▸ Directions for this task
Copy the lines below with "decorative pillow" replaced by "throw pillow" and nothing else changed. Leave the pictures out.

▸ Data to use
:::::
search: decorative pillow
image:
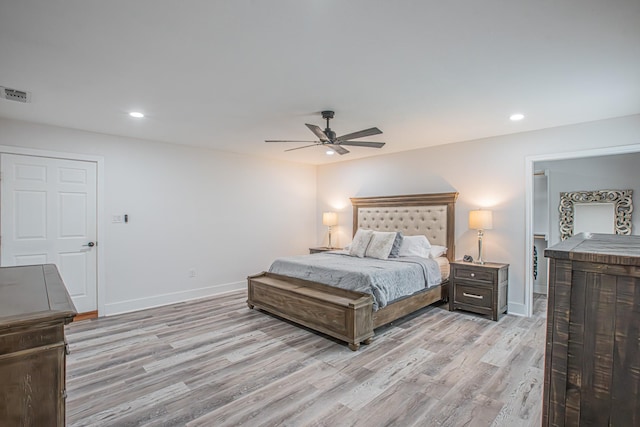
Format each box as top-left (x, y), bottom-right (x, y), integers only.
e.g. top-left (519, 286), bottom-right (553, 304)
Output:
top-left (365, 231), bottom-right (398, 259)
top-left (398, 235), bottom-right (431, 258)
top-left (349, 228), bottom-right (373, 258)
top-left (389, 231), bottom-right (403, 258)
top-left (429, 245), bottom-right (447, 258)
:::::
▸ Solution to the exercise
search: throw pillow
image:
Format each box as top-left (x, y), bottom-right (x, y), integers only.
e.g. top-left (519, 286), bottom-right (553, 304)
Output:
top-left (365, 231), bottom-right (398, 259)
top-left (398, 235), bottom-right (431, 258)
top-left (349, 228), bottom-right (373, 258)
top-left (389, 231), bottom-right (403, 258)
top-left (429, 245), bottom-right (447, 258)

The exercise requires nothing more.